• _Data extract_
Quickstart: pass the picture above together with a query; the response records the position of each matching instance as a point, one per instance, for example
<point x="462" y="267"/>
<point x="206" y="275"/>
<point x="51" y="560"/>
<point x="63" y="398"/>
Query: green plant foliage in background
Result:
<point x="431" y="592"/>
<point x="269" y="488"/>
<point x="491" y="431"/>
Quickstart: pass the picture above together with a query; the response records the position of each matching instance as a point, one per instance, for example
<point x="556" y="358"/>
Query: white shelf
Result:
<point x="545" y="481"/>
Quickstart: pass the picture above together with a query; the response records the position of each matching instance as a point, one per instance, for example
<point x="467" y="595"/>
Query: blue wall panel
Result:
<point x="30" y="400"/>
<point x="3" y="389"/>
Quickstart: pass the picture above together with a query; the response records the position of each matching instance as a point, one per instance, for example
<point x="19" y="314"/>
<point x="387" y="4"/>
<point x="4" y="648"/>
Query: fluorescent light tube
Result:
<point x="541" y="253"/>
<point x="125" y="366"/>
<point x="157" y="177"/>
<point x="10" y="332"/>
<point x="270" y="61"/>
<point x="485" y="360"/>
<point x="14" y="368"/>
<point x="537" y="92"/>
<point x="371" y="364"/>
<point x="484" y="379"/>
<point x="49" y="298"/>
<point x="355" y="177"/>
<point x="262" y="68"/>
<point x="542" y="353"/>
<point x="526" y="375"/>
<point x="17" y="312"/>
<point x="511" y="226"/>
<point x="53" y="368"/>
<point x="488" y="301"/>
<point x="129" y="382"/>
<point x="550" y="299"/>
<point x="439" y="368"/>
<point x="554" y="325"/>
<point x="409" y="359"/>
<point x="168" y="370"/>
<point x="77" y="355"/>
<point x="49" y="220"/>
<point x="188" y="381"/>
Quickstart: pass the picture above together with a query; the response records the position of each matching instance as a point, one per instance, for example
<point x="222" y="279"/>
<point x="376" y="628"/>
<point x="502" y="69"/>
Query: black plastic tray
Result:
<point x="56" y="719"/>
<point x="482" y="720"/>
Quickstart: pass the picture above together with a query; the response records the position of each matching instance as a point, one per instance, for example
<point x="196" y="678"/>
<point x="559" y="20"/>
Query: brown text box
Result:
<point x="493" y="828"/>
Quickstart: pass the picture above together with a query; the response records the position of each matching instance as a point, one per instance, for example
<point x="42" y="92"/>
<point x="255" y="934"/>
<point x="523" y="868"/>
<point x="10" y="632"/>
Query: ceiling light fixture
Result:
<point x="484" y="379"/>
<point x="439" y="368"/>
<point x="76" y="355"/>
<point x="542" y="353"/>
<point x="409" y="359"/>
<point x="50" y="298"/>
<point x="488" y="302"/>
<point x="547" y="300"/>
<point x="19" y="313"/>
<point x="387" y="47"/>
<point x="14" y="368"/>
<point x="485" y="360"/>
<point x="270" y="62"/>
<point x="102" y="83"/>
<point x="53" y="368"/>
==
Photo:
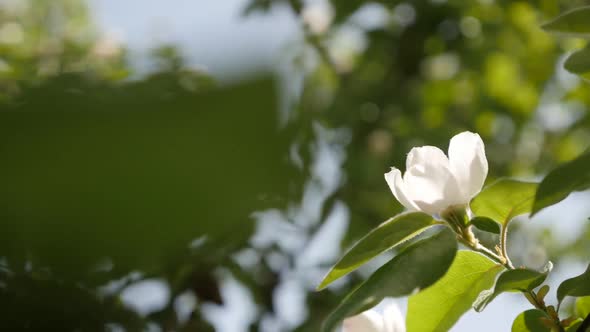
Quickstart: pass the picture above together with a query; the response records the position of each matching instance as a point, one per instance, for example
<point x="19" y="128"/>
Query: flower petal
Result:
--
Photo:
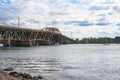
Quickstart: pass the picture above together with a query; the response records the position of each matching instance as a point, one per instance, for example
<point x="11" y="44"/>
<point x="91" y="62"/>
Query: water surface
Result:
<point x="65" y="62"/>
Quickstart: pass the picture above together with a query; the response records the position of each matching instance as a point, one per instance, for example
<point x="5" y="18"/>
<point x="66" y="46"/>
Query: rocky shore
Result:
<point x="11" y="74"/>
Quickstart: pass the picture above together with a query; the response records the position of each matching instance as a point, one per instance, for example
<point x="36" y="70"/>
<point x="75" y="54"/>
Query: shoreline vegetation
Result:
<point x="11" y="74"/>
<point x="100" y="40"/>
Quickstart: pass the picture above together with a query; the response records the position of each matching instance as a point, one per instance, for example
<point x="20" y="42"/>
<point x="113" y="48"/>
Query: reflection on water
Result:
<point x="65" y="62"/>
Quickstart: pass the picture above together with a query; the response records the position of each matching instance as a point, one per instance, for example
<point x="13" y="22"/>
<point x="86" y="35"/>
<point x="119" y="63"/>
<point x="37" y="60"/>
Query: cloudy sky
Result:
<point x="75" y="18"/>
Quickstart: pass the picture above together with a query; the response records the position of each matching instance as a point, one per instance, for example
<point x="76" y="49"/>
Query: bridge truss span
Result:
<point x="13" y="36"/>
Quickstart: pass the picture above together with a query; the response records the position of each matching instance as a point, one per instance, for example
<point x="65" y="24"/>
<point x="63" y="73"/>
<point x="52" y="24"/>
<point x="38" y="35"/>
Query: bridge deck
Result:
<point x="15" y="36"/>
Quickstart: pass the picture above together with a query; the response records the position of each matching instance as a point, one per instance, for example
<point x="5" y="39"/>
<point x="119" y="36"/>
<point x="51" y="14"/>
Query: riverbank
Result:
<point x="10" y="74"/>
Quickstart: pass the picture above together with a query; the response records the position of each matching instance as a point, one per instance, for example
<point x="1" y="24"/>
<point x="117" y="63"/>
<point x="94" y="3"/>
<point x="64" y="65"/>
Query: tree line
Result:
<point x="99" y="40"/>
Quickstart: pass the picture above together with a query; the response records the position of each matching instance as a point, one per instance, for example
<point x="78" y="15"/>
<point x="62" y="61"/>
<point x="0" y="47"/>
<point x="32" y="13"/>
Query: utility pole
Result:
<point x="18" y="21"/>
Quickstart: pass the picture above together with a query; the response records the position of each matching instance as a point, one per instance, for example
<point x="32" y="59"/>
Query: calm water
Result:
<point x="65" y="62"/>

• _The request_
Extract each line above that contains the string "water". Reproduce those lines verbatim and keep them in their original order.

• _Answer_
Query: water surface
Query: reflection on water
Query: calm water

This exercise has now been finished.